The last decade has seen a dramatic change in the characteristics of the population of people living with HIV in most settings. The majority of people living with HIV who are aware of their diagnosis are now started on combination antiretroviral treatment – in most cases, people experience a good response to treatment, and their immune systems are able to recover. As a consequence, we have seen dramatic improvements in the life expectancy of people living with HIV. As a result of this (as well as the continued new diagnoses of people who are either infected or tested for the first time in their 50’s and older) the average age of people attending HIV clinics has increased. We expect this trend to continue into the future.
As the group of people living with HIV has aged, so the spectrum and burden of age-associated co-morbidities (e.g. heart, liver and kidney disease and cancers) has increased. This means that people living with HIV are likely to require increased healthcare at least for the foreseeable future.
Whilst there is some limited evidence to suggest that people living with HIV may experience some of these co-morbidities at an earlier age than their HIV-negative counterparts, the evidence that we have to date is not strong enough to show conclusively that HIV infection is to blame. The results from well-designed studies with appropriately matched control groups, such as POPPY, will provide the robust evidence that is needed to allow us to confirm whether HIV does play an independent role in the development of these co-morbidities.
Regardless of the impact of HIV itself, it is also becoming apparent that other, non-HIV factors (e.g. smoking, alcohol use, recreational drugs) may also play a role in the development of many of these co-morbidities. Cohorts such as POPPY will help us to identify the factors that should be targeted in order to reduce the risk of these co-morbidities in the future.

* **ABOUT THIS TASK**
Update the passage on aging with HIV, starting at "The last decade" and ending at "into the future.", so that "clinics" reads "services". None of the rows is needed here.

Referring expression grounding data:
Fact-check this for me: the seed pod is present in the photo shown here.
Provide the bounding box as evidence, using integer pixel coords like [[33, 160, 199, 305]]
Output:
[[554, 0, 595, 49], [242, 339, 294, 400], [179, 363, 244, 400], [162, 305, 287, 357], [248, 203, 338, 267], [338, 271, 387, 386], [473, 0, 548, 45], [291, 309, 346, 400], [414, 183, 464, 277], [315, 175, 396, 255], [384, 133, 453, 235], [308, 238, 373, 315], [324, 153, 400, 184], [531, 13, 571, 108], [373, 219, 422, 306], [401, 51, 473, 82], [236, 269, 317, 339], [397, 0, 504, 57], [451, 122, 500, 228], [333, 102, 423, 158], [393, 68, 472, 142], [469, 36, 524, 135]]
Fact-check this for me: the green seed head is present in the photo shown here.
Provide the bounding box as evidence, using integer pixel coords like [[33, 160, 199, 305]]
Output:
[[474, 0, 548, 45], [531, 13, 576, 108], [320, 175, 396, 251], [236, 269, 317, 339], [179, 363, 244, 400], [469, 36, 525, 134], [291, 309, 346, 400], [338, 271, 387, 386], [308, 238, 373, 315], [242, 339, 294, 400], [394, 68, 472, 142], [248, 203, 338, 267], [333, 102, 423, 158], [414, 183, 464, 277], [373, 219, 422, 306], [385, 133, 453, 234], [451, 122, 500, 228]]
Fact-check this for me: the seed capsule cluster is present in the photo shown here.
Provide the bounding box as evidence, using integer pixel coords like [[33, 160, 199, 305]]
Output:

* **REPLY TO THE TASK**
The last decade has seen a dramatic change in the characteristics of the population of people living with HIV in most settings. The majority of people living with HIV who are aware of their diagnosis are now started on combination antiretroviral treatment – in most cases, people experience a good response to treatment, and their immune systems are able to recover. As a consequence, we have seen dramatic improvements in the life expectancy of people living with HIV. As a result of this (as well as the continued new diagnoses of people who are either infected or tested for the first time in their 50’s and older) the average age of people attending HIV services has increased. We expect this trend to continue into the future.